### SELECTED EXCERPT

VAJRAM Edge & Cloud Models: Clinical Decision Support Toolkit

This repository contains the highly optimized .gguf weights, vision projectors, and LoRA adapters powering Project VAJRAM, an agentic Clinical Decision Support System (CDSS) for Multiple Myeloma.

These models are heavily quantized and formatted to run entirely offline on cpu, hf spaces and even on android phones (via llama.rn) utilizing a LangGraph-driven Mixture of Adapters (MoA) architecture.

📦 Repository Contents (The MoA Arsenal)

This is a modular toolkit. Rather than running one massive monolithic model, VAJRAM utilizes a fast base model and hot-swaps lightweight LoRA adapters into memory depending on the clinical task.

1. Base Models & Vision

medgemma_q4km.gguf (2.49 GB): The core foundational medical reasoning engine. Quantized to Q4_K_M to perfectly balance speed, RAM footprint, and preservation of the 256k Gemma medical vocabulary. Fits comfortably in <4GB RAM.
medgemma_vision_base.gguf: The vision-aligned base model for multi-modal tasks.
medgemma_Bone_marrow_vision.gguf : The Llava-style Multimodal Projector (mmproj). This converts clinical WSI (Whole Slide Image) patch pixels into embeddings the LLM can understand.

2. The Clinical LoRA Adapters

These are lightweight (<120MB), hot-swappable domain experts trained for specific LangGraph agent nodes:

lora_module2.gguf: Agent Tool2 - For Multiple Myeloma risk stratification.

### MATERIAL SUPPLIED
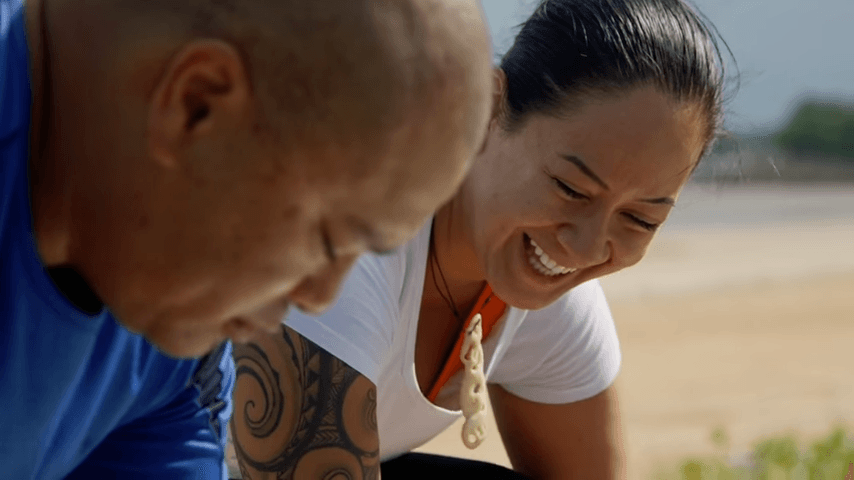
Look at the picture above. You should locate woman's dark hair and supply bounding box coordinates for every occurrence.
[501,0,724,156]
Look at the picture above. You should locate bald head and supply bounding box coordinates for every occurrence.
[35,0,492,356]
[103,0,491,169]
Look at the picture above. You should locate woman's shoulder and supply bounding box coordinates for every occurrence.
[526,280,611,320]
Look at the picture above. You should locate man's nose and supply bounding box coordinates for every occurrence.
[288,255,358,315]
[223,300,289,343]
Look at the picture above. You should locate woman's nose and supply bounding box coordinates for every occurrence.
[558,214,612,268]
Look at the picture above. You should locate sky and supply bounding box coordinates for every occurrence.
[483,0,854,132]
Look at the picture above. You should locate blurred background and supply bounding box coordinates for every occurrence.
[422,0,854,479]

### USING THE INFORMATION
1 > List every .gguf file named in the VAJRAM toolkit description.
2 > According to the VAJRAM toolkit description, to what format is medgemma_q4km.gguf quantized?
3 > Extend the VAJRAM toolkit description, starting after its last entry.

### SOLVED PROBLEMS
1 >
medgemma_q4km.gguf
medgemma_vision_base.gguf
medgemma_Bone_marrow_vision.gguf
lora_module2.gguf

2 > Q4_K_M.

3 >
lora_module3.gguf: Agent Tool3 - For Bone Marrow biopsy analysis for figure out percentage of malignant myeloma cells.
lora_module4.gguf: Agent Tool4 - For Myeloma Progression analysis.

3. Build Artifacts

llama_cpp_python-0.3.16-cp310-cp310-linux_x86_64.whl (4.75 MB): A custom, pre-compiled Python wheel with OpenBLAS hardware acceleration baked in. Used to bypass strict compilation timeouts when deploying the VAJRAM orchestrator to serverless environments like Hugging Face Spaces.

💻 Open Source Architecture & Code

The complete orchestrator codebase, including the LangGraph MoA setup, Python backend, and the native cpu and gpu based application, is fully open-source.

For all the codes and brief documentation: 👉 View Project VAJRAM on GitHub

🌐 Live Cloud Demo

Want to test the cloud-based MoA orchestrator without installing anything? The LangGraph Python backend is currently deployed as a live interactive web app.

👉 Test VAJRAM on Hugging Face Spaces (Note: This demo is hosted on a free-tier CPU environment. Inference generation will be significantly slower than the native, hardware-accelerated Edge deployment).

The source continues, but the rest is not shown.